■ EXCERPT PROVIDED
....
Crowded airplanes heighten aggression – we know that from studying rats

Travelers stand in line as they prepare to be screened at a Transportation Security Administration checkpoint at Fort Lauderdale-Hollywood International Airport in Fort Lauderdale, Fla., on May 27, 2016. (Associated Press)
By Fredrick Kunkle Washington Post

More people will be flying this summer than ever, and they’re going to be squeezed into tighter and tighter spots.

Does that mean that videos and other reports of dysfunctional and occasionally violent behavior will keep social media busy?

You bet, fight fans.

Airlines for America, the industry’s lobby, expects a record 234.1 million people will be flying this summer, up an estimated 4 percent compared to last year. Meanwhile, the airlines continue cramming more seats onto their aircraft. It seems intuitive that the more passengers airlines cram into an aircraft, the more aggressive those passengers become. But there’s also some science that suggests that’s the case.

More than 50 years ago, John B. Calhoun, a researcher at the National Institute of Mental Health conducted experiments with rats and mice that demonstrated the ill effects of crowding. When crammed into one place with nowhere to go, the animals suffered a dramatic breakdown in normal behavior. They became hyperaggressive and even violent, or morbidly withdrawn as their ability to cope vanished. The more density, the more aggression and deviant behavior these rodents showed one another. People can act the same way, he argued.

Daniel Stokols, a professor of psychology and social behavior at University of California at Irvine who has conducted research on the effects of crowding, witnessed those stresses firsthand during a recent coast-to-coast flight. If anything, airlines may be contributing to the psychological conditions that aggravate people’s stress.

“People are like cattle being squished together, to get as many people on that plane,” Stokols said. “And so tempers can flare. It’s a situation where people feel vulnerable.”

Stokols and other scientists caution against drawing close parallels between animals and humans, and it should be noted that Calhoun’s pioneering experiments were focused on entire populations, not the sort of temporary crowding people endure on trains or planes. But there are still valid conclusions to be drawn from those animal studies that explain why passengers and flight crews act out on an overcrowded plane, especially when considering nuances.

For one thing, density itself is not a bad thing for us. Think of a rock concert or a party, Stokols said in an interview Tuesday.
....
■ SUPPLIED ENTRIES

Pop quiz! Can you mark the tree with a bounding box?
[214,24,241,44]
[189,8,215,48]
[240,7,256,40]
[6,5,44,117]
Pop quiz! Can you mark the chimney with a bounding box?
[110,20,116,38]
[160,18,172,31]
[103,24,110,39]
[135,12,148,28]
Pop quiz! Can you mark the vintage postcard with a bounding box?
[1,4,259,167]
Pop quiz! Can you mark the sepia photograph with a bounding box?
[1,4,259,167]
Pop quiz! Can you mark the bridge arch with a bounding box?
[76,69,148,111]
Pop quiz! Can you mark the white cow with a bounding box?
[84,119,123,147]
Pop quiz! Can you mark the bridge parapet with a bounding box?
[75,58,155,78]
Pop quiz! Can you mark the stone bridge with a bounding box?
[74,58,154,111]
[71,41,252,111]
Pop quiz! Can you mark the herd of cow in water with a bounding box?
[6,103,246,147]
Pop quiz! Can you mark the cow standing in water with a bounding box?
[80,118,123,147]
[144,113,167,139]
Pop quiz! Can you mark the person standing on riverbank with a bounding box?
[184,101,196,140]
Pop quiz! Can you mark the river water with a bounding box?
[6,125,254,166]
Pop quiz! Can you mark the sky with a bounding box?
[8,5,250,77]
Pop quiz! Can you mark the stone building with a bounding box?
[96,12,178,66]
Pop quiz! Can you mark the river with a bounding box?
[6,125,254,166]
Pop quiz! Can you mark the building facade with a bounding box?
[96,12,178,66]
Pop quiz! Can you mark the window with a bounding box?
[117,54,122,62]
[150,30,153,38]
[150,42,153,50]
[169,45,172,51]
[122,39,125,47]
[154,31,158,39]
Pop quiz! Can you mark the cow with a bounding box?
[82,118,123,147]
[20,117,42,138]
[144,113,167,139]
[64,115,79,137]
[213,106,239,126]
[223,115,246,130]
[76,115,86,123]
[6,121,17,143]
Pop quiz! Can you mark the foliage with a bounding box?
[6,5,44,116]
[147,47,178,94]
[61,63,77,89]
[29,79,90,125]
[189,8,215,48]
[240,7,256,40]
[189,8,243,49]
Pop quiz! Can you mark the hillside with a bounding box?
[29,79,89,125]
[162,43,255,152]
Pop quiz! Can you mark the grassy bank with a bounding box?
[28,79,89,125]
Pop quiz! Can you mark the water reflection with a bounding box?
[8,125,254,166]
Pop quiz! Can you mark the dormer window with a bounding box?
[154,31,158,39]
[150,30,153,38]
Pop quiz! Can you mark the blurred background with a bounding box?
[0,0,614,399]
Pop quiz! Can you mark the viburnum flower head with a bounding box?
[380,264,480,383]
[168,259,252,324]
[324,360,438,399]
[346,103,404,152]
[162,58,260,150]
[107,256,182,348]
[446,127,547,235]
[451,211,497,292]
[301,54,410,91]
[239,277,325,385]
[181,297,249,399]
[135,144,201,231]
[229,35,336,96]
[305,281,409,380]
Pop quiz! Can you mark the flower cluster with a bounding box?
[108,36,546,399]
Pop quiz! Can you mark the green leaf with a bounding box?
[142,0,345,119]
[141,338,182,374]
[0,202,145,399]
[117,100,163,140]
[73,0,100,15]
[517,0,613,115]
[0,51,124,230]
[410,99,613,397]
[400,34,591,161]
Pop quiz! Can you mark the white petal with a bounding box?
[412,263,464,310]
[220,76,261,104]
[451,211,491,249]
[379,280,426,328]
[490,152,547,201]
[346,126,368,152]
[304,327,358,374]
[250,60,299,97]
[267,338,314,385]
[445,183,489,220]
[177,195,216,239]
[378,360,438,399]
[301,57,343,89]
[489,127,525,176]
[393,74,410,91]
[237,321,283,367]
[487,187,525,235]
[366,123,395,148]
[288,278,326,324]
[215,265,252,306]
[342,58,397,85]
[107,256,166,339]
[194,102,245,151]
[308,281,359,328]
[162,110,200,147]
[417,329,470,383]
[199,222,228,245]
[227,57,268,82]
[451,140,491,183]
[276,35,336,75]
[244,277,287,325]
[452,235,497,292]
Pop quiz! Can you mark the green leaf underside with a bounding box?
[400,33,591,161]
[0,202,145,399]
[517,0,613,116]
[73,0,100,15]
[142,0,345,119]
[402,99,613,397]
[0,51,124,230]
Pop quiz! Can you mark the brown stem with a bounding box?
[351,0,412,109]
....
■ EXERCISE REQUIREMENTS
A - Reproduce, word for word, the part of the article on crowded airplanes that opens with the words "More people will" and closes with "bet, fight fans.".
B - Carry on the article about crowding and aggression on airplanes from where it stops.

■ ANSWERS TO THE EXERCISE
A -
More people will be flying this summer than ever, and they’re going to be squeezed into tighter and tighter spots.

Does that mean that videos and other reports of dysfunctional and occasionally violent behavior will keep social media busy?

You bet, fight fans.

B -
“You want a party to have high density,” Stokols said. “The more people who show up, the rowdier and exciting the party, that makes it a desirable event. The same thing with an athletic event.”

So although animals can become undone by simple density of a crowd, the physical proximity they share to each other, for people, the number of bodies doesn’t necessarily translate into what Stokols calls “crowding stress.” People can not only tolerate intense crowding, they might like it in certain circumstances. Other factors need to be part of the mix for people to wig out, and those happen to be in good supply aboard a commercial airline flight.

On flights, people do not find themselves surrounded by friends or fellow Bruce Springsteen fans. They’re surrounded by strangers who want to recline their seats or put the tray table down. They’re cramped. They can feel vulnerable to contracting diseases or infections from the sniffling and coughing passengers around them. They’re forced to form a line near a tiny lavatory that’s teeming with microbes. The people sitting in the aisle seats near that line feel hemmed in even more.

“It’s a much more fraught situation,” Stokols said. “(W)hen you feel like the airlines are against you and you feel they’re trying to exploit your comfort for their profit, and others on the plane are in your way and you don’t know them, the situation is more ripe for conflict.”

Research has also shown that certain variables can amp up stress further, such as competition. Think of that next time you’re in a race to find an empty overhead bin.

What to do?

“One approach would be to relax the Almighty profit-margin ideal and trade some of that off to really go out of their way to provide good service,” Stokols said.